LightOn AI · 2026-04-21 · notable
DenseOn & LateOn — New BEIR Records at 149M Parameters, Fully Open
LightOn releases two 149M-parameter retrieval models: LateOn (ColBERT, 57.22 BEIR) sets a new record for any sub-150M model and beats all previous ColBERT models; DenseOn (dense, 56.20 BEIR) is the first sub-150M model to clear 56. Both Apache 2.0, full training data open.

Two 149M-parameter retrieval models from LightOn AI set new BEIR records — the smallest ColBERT and dense models to reach these scores.
Key specs
| License | Apache 2.0 |
|---|---|
| Parameters (each) | 149M |
| Late on beir ndcg@10 | 57.22 |
| Dense on beir ndcg@10 | 56.20 |
| Late on decontaminated beir | 60.36 |
| Dense on decontaminated beir | 57.71 |
What is it?
LightOn AI released two open-source text retrieval models built on ModernBERT at 149M parameters each. LateOn is a multi-vector (ColBERT-style) retrieval model scoring 57.22 BEIR NDCG@10 — the first ColBERT model and the first sub-150M model of any type to break 57. DenseOn is a single-vector (dense) retrieval model scoring 56.20 — the first sub-150M model to clear 56, outperforming models up to 4× larger. Both are Apache 2.0 with full pre-training data, fine-tuning data, and decontaminated benchmark sets published.
How does it work?
Both models use ModernBERT-base as the backbone. LateOn is trained via the PyLate ColBERT framework, producing per-token embeddings (128-dimensional) scored with MaxSim late-interaction — capturing fine-grained query-document term overlap without an extra reranking pass. DenseOn produces a single 768-dimensional sentence embedding per document, scored via cosine similarity. Pre-training used 665M curated query-document pairs; fine-tuning used 1.69M contrastive pairs with hard negatives. Decontamination analysis shows both models improve on held-out test sets after removing training-set overlap, confirming genuine generalization.

■ **Provided material**:

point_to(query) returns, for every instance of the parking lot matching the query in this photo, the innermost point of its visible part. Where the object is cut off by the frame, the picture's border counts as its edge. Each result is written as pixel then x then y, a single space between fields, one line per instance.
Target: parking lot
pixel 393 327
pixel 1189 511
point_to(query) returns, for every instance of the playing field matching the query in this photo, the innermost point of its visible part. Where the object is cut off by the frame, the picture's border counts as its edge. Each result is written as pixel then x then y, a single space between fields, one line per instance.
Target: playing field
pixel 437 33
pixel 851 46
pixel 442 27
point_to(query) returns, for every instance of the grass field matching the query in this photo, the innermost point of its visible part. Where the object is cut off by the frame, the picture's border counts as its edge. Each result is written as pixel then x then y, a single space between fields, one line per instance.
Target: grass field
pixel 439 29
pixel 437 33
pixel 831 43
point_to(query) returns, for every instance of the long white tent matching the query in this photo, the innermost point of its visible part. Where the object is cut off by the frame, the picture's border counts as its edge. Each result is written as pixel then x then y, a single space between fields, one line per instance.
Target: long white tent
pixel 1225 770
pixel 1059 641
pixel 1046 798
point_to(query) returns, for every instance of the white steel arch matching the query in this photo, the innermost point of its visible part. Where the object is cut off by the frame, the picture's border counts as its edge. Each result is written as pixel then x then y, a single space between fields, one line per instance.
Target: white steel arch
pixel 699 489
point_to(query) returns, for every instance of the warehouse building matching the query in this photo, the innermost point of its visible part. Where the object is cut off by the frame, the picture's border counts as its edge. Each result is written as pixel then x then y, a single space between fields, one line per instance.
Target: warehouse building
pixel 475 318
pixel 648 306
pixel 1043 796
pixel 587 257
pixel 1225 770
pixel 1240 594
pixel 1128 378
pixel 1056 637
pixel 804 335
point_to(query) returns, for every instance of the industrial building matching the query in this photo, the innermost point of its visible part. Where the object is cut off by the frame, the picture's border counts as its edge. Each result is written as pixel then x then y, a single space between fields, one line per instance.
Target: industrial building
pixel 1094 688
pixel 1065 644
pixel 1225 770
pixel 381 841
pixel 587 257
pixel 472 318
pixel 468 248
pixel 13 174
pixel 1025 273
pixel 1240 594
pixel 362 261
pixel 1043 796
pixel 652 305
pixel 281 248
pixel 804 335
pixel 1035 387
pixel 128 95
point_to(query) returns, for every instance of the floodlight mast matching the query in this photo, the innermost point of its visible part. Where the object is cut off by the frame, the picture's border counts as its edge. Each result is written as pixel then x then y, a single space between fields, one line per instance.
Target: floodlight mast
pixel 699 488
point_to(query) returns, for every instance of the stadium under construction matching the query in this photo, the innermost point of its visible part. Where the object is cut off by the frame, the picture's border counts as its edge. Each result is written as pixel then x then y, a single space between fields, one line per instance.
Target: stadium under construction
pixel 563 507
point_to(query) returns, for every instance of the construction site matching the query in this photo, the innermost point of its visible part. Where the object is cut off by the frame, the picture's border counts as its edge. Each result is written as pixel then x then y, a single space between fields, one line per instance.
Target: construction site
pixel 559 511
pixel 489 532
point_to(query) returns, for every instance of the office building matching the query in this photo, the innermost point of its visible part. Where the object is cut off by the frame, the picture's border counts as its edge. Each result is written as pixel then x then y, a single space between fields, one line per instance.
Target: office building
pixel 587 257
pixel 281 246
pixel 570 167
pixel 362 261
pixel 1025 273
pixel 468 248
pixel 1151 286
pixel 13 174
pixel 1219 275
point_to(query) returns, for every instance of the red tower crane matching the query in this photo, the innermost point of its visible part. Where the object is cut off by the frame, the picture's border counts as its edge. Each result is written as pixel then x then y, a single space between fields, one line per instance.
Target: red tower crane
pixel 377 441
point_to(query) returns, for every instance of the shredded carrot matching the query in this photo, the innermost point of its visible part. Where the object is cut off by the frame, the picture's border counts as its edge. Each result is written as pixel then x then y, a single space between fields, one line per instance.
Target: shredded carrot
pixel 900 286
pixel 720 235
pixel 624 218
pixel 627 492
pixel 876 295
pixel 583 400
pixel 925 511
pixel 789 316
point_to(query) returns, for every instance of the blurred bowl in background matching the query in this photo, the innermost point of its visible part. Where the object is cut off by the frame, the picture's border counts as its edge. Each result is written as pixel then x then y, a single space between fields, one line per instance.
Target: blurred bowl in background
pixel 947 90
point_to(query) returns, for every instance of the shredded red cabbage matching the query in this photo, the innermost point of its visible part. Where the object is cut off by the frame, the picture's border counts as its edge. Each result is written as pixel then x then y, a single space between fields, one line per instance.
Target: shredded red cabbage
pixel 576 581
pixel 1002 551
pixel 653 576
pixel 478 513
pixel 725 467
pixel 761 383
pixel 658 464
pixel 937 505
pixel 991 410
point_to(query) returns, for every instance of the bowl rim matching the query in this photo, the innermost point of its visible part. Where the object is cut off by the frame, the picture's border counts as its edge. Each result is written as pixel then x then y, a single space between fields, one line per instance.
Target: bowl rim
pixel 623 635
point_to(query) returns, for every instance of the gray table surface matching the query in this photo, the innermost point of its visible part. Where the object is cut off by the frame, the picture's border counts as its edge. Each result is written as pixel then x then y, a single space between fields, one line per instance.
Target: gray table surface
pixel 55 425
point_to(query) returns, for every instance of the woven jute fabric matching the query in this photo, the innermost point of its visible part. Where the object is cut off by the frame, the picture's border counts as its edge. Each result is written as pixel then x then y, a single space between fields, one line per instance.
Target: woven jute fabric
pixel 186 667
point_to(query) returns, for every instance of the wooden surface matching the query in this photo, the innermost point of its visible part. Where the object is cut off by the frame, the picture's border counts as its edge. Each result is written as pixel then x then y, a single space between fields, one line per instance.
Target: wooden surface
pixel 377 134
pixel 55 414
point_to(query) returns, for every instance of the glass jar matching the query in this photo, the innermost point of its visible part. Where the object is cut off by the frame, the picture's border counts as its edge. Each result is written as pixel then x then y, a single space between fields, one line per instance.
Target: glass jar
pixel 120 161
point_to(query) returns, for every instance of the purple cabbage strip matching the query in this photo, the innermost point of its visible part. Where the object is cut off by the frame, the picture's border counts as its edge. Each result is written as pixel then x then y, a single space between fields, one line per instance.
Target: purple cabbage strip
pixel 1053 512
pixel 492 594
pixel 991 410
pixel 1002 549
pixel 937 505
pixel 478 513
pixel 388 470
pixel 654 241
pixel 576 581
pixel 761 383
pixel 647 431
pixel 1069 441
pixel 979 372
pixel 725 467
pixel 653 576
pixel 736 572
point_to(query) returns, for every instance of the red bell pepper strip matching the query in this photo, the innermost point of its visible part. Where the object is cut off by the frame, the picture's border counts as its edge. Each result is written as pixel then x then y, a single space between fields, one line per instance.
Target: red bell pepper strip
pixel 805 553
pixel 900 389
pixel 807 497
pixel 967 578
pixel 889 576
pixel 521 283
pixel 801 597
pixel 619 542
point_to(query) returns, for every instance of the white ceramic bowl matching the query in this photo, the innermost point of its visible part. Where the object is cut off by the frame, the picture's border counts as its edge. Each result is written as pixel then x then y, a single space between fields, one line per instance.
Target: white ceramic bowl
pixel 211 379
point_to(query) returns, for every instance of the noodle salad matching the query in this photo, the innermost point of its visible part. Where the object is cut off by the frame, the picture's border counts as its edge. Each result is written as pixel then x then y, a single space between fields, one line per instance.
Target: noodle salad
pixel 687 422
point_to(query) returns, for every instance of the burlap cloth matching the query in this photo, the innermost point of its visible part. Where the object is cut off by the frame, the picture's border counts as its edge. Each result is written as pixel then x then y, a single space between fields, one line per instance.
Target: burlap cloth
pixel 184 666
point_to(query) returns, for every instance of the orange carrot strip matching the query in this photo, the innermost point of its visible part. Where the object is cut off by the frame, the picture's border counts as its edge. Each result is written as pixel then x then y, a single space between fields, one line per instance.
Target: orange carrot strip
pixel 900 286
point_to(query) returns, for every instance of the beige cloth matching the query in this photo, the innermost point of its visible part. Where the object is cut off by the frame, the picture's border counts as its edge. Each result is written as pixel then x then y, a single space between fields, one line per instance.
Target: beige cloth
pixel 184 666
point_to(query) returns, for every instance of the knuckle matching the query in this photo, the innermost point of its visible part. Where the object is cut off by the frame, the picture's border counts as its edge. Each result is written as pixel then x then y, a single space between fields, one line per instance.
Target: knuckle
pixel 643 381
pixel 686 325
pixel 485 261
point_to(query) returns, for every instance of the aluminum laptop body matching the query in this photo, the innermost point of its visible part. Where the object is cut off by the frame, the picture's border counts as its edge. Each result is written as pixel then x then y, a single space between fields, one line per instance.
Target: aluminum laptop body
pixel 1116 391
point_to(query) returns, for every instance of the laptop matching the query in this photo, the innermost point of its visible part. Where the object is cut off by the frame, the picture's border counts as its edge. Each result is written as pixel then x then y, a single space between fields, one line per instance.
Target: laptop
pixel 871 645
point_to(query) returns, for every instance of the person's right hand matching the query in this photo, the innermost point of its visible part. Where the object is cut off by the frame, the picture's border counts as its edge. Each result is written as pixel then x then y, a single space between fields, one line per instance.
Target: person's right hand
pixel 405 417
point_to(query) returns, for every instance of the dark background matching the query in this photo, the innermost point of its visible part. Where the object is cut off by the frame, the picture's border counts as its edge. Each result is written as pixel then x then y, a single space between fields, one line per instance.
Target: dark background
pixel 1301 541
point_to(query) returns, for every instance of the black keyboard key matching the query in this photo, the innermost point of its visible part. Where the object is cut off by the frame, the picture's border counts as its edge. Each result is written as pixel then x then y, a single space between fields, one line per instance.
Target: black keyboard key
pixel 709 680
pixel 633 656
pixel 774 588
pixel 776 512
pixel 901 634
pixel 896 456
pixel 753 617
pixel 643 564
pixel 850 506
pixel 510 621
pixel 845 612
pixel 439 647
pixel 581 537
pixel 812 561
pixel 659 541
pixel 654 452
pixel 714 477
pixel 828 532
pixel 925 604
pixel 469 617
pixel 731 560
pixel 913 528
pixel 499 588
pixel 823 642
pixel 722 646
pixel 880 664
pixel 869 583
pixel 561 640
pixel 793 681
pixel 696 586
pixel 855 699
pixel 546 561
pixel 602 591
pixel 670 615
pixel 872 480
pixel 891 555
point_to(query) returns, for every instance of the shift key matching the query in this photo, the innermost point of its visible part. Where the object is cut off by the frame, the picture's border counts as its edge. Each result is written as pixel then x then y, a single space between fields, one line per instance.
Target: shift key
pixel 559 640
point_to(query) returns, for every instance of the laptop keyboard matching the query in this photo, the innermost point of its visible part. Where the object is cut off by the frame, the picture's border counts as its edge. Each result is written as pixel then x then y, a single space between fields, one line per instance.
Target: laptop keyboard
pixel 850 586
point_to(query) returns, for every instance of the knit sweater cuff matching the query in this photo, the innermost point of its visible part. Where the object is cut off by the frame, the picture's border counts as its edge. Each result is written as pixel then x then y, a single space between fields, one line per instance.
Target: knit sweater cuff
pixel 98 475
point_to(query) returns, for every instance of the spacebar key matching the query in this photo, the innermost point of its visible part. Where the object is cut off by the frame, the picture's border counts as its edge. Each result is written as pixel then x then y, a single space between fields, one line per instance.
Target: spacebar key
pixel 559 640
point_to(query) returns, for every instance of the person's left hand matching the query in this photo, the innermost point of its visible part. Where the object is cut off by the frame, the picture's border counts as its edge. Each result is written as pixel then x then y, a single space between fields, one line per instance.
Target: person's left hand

■ **Job A**: Transcribe the passage from the retrieval models text between "LightOn AI ·" and "training data open.", inclusive.
■ **Job B**: Restate word for word the records between the lines holding "point_to(query) returns, for every instance of the knuckle" and "pixel 485 261", inclusive.

■ **Worked solution A**:
LightOn AI · 2026-04-21 · notable
DenseOn & LateOn — New BEIR Records at 149M Parameters, Fully Open
LightOn releases two 149M-parameter retrieval models: LateOn (ColBERT, 57.22 BEIR) sets a new record for any sub-150M model and beats all previous ColBERT models; DenseOn (dense, 56.20 BEIR) is the first sub-150M model to clear 56. Both Apache 2.0, full training data open.

■ **Worked solution B**:
point_to(query) returns, for every instance of the knuckle matching the query in this photo, the innermost point of its visible part. Where the object is cut off by the frame, the picture's border counts as its edge. Each result is written as pixel then x then y, a single space between fields, one line per instance.
Target: knuckle
pixel 643 381
pixel 686 325
pixel 485 261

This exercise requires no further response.